▸ **WRITTEN PROBLEM**:
Pull out every line of the listing below that contains the string "green".

[Records from a data collection]
┄┄┄┄┄┄

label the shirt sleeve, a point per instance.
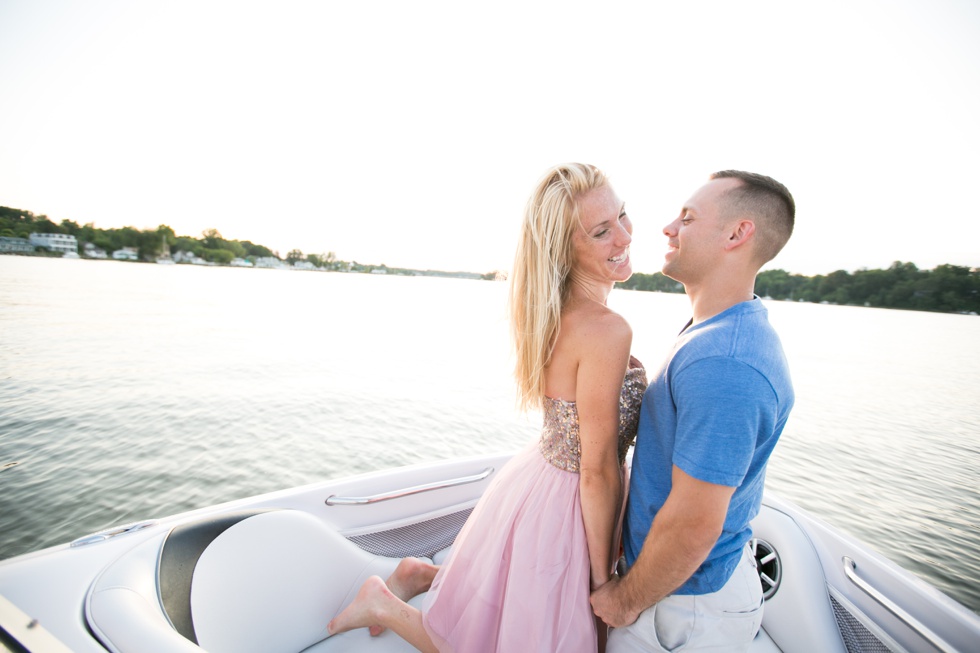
(723, 406)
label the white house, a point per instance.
(91, 251)
(55, 242)
(22, 245)
(269, 262)
(126, 254)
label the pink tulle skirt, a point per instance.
(518, 576)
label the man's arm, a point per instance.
(680, 539)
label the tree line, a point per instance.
(946, 288)
(150, 243)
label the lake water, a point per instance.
(132, 391)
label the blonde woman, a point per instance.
(546, 531)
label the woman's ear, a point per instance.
(741, 233)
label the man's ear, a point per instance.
(741, 233)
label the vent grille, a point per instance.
(421, 540)
(857, 638)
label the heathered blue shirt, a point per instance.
(715, 409)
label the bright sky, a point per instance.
(411, 133)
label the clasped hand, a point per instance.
(609, 605)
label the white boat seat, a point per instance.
(267, 582)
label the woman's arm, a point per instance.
(604, 356)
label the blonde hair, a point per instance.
(539, 282)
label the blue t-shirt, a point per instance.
(715, 408)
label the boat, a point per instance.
(265, 574)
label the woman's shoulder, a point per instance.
(596, 322)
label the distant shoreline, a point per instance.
(947, 289)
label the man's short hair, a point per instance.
(770, 204)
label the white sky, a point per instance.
(410, 133)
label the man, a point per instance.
(710, 419)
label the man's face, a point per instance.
(696, 238)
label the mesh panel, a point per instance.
(421, 540)
(857, 638)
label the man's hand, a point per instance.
(608, 603)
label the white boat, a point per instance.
(266, 574)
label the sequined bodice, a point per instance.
(560, 444)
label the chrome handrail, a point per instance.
(850, 570)
(334, 500)
(101, 536)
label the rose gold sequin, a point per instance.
(560, 444)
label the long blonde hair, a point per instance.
(539, 282)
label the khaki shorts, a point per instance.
(726, 620)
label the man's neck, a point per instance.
(710, 300)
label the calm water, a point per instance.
(132, 391)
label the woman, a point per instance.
(546, 531)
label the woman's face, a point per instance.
(601, 247)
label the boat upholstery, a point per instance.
(269, 582)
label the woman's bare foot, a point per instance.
(410, 578)
(367, 608)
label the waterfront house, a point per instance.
(91, 251)
(269, 262)
(63, 243)
(16, 245)
(126, 254)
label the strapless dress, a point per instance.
(518, 575)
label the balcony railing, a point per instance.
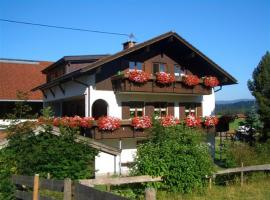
(121, 83)
(125, 131)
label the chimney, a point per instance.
(128, 44)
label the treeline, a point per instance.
(240, 107)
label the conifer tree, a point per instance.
(260, 89)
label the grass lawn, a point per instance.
(259, 190)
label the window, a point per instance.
(159, 67)
(136, 109)
(160, 110)
(178, 70)
(190, 108)
(135, 65)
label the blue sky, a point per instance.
(233, 33)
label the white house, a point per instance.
(96, 85)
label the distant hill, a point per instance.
(234, 106)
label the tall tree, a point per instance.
(260, 89)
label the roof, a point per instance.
(66, 59)
(21, 75)
(107, 59)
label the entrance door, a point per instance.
(99, 108)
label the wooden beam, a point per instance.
(91, 142)
(265, 167)
(44, 94)
(119, 180)
(79, 82)
(52, 92)
(62, 89)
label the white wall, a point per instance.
(208, 104)
(105, 163)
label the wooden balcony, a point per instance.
(121, 83)
(125, 131)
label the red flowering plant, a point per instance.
(108, 123)
(86, 122)
(76, 121)
(141, 122)
(190, 80)
(138, 76)
(165, 78)
(210, 81)
(210, 121)
(169, 120)
(192, 121)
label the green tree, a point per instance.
(178, 155)
(260, 89)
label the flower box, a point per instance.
(169, 120)
(192, 121)
(164, 78)
(143, 122)
(210, 81)
(108, 123)
(190, 80)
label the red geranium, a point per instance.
(86, 122)
(75, 121)
(192, 121)
(138, 76)
(141, 122)
(169, 120)
(108, 123)
(191, 80)
(210, 121)
(165, 78)
(210, 81)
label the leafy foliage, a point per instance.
(29, 153)
(260, 89)
(238, 152)
(178, 155)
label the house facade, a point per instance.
(98, 85)
(19, 75)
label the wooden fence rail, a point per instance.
(265, 167)
(119, 180)
(241, 170)
(28, 187)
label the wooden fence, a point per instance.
(240, 170)
(29, 187)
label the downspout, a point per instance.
(220, 88)
(120, 147)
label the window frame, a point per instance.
(136, 106)
(166, 68)
(182, 70)
(160, 107)
(136, 65)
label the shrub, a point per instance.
(178, 155)
(238, 152)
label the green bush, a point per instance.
(238, 152)
(28, 153)
(176, 153)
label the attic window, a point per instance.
(179, 70)
(159, 67)
(135, 65)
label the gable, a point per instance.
(177, 48)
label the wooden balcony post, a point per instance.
(36, 187)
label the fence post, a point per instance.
(150, 194)
(242, 175)
(67, 189)
(210, 182)
(36, 187)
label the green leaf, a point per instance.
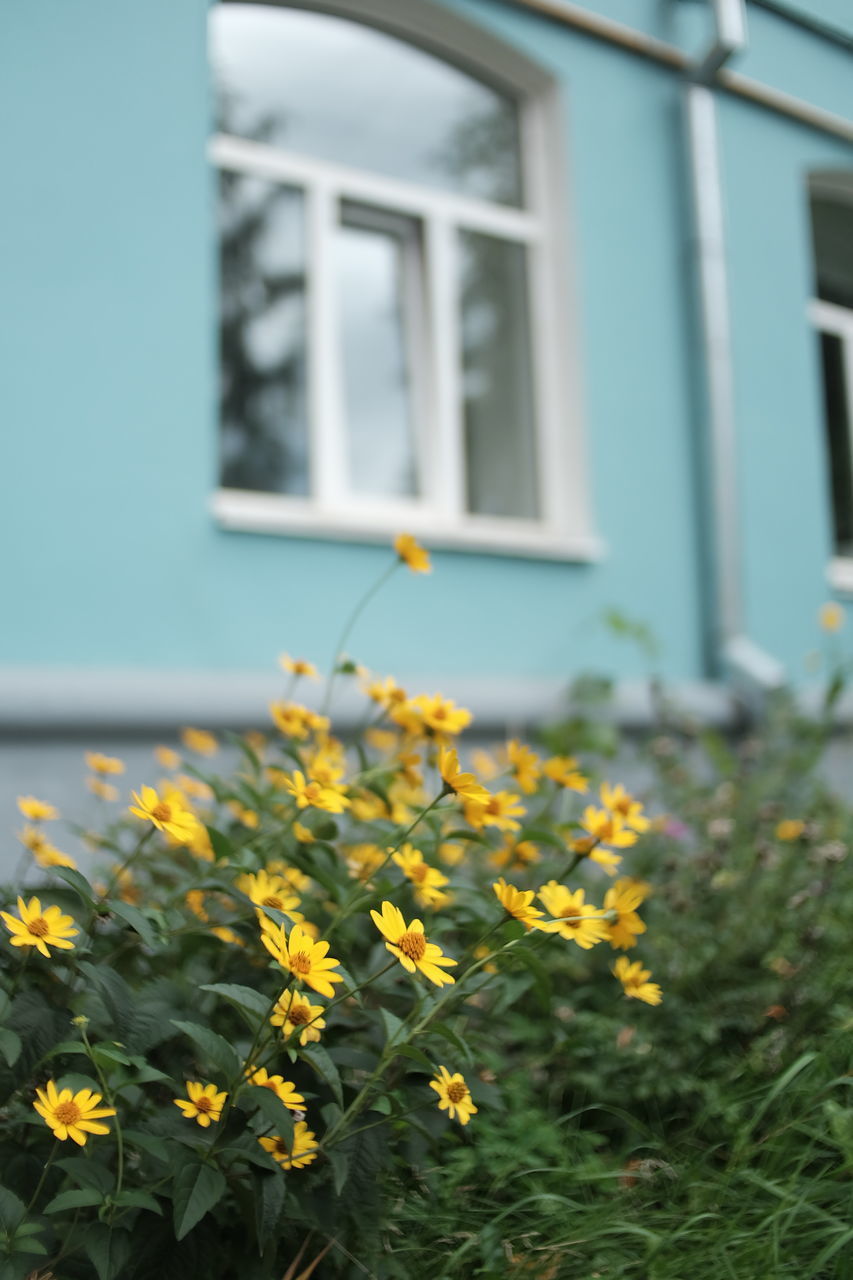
(138, 1200)
(215, 1048)
(196, 1189)
(87, 1173)
(136, 919)
(269, 1202)
(10, 1046)
(272, 1109)
(319, 1060)
(241, 996)
(77, 1198)
(77, 882)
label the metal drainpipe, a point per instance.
(752, 671)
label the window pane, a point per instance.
(838, 425)
(263, 408)
(497, 385)
(342, 91)
(378, 257)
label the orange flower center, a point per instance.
(68, 1112)
(413, 945)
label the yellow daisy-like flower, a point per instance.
(564, 771)
(634, 981)
(519, 904)
(282, 1088)
(454, 1095)
(36, 810)
(579, 920)
(293, 1013)
(409, 944)
(267, 890)
(624, 805)
(199, 740)
(500, 810)
(464, 785)
(99, 763)
(297, 666)
(167, 813)
(524, 766)
(301, 1152)
(72, 1115)
(413, 554)
(624, 897)
(37, 928)
(428, 881)
(309, 794)
(167, 758)
(308, 960)
(204, 1105)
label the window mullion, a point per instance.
(445, 483)
(328, 442)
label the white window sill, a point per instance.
(839, 575)
(250, 512)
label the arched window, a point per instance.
(831, 209)
(391, 291)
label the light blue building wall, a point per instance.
(112, 557)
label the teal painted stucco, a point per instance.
(109, 351)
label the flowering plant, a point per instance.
(229, 1045)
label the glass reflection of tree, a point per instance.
(263, 408)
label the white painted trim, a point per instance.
(374, 521)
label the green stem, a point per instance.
(350, 624)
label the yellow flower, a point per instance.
(634, 982)
(99, 763)
(167, 758)
(624, 897)
(302, 1151)
(199, 740)
(205, 1102)
(464, 785)
(524, 766)
(831, 616)
(454, 1095)
(36, 810)
(500, 810)
(72, 1115)
(428, 881)
(282, 1088)
(297, 666)
(579, 922)
(564, 771)
(37, 928)
(409, 944)
(308, 960)
(309, 794)
(293, 1011)
(411, 554)
(41, 849)
(518, 903)
(624, 805)
(167, 813)
(790, 828)
(267, 890)
(103, 790)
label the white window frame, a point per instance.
(564, 530)
(836, 321)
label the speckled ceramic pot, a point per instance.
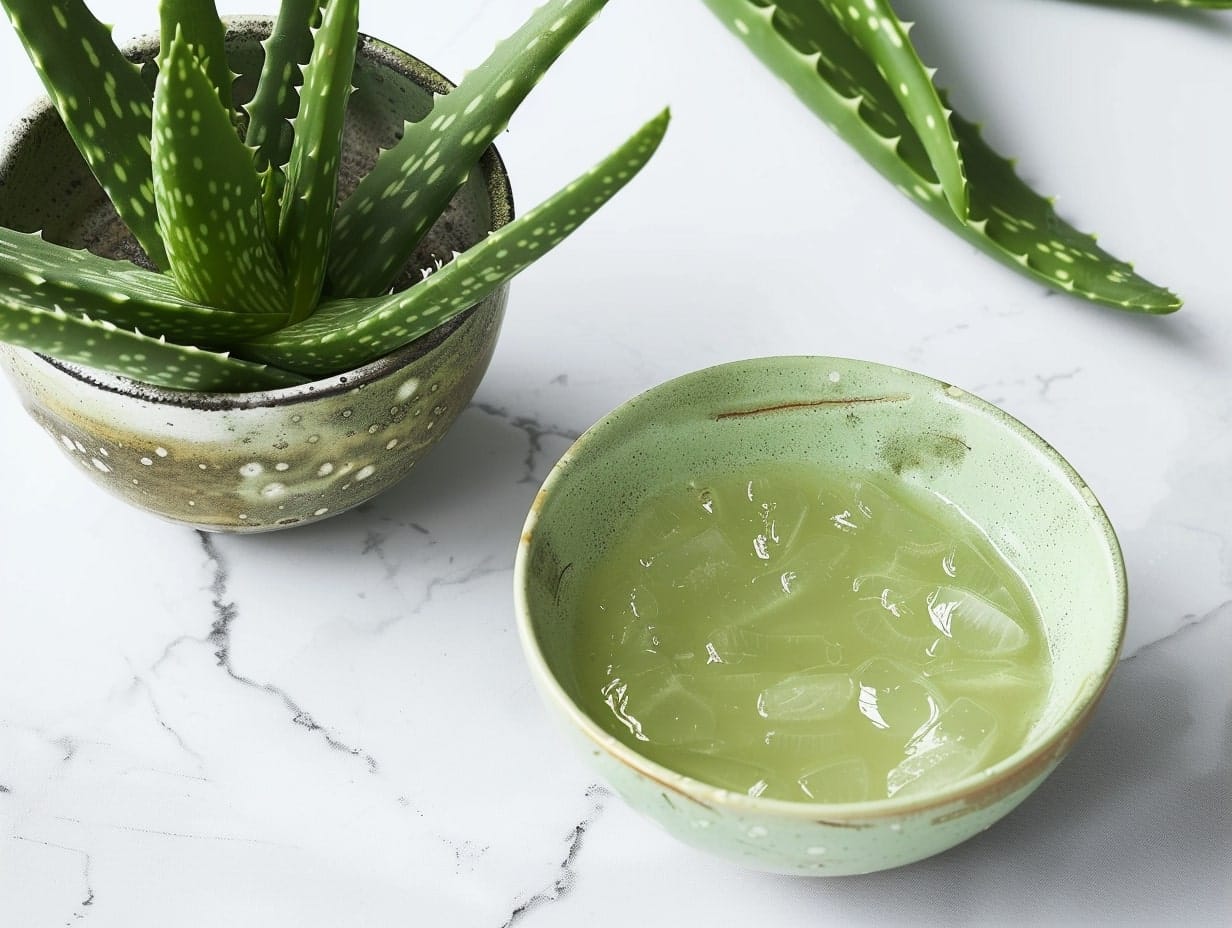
(864, 417)
(256, 461)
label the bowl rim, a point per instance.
(381, 54)
(978, 789)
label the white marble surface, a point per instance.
(333, 726)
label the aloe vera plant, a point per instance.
(853, 64)
(260, 277)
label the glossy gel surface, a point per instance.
(805, 635)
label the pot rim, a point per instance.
(978, 790)
(500, 200)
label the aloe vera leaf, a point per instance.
(1173, 4)
(345, 333)
(877, 30)
(275, 101)
(376, 229)
(40, 274)
(208, 195)
(312, 173)
(79, 339)
(205, 33)
(802, 44)
(104, 102)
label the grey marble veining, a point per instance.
(333, 726)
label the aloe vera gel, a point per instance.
(802, 635)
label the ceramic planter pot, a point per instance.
(256, 461)
(856, 417)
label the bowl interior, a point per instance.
(856, 417)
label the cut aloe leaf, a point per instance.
(377, 228)
(312, 173)
(205, 33)
(80, 339)
(345, 333)
(104, 102)
(801, 42)
(210, 195)
(275, 101)
(877, 30)
(37, 274)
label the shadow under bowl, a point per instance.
(855, 417)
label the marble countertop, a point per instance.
(333, 725)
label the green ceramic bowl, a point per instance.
(863, 417)
(256, 461)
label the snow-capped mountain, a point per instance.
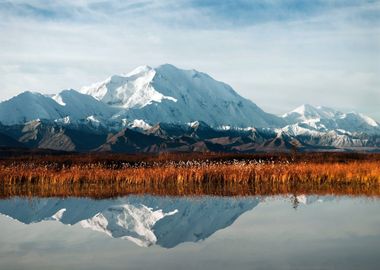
(173, 95)
(171, 109)
(325, 119)
(69, 105)
(144, 220)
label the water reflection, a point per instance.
(287, 232)
(144, 220)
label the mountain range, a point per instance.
(171, 109)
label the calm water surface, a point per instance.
(147, 232)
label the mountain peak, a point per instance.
(170, 94)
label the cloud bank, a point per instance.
(280, 54)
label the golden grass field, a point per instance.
(195, 174)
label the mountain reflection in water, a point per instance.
(145, 220)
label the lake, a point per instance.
(205, 232)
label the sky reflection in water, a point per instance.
(146, 232)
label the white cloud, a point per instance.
(330, 58)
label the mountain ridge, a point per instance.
(171, 109)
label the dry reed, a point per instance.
(191, 177)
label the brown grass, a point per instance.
(216, 175)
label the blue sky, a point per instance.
(280, 54)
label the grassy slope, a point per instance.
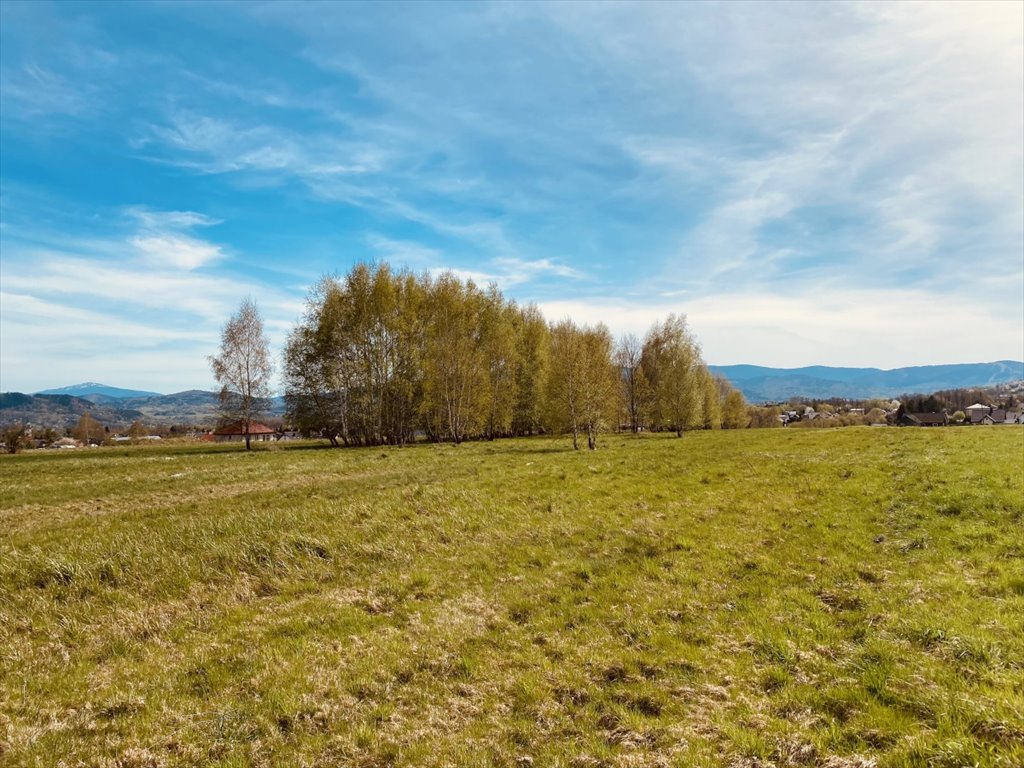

┄┄┄┄┄┄

▸ **SOLUTION BELOW**:
label the green tree, a point per instance.
label the green bush, a point per instance.
label the green leaf, a point per instance.
label the green stem, a point per instance.
label the green ceramic bowl, a point per instance.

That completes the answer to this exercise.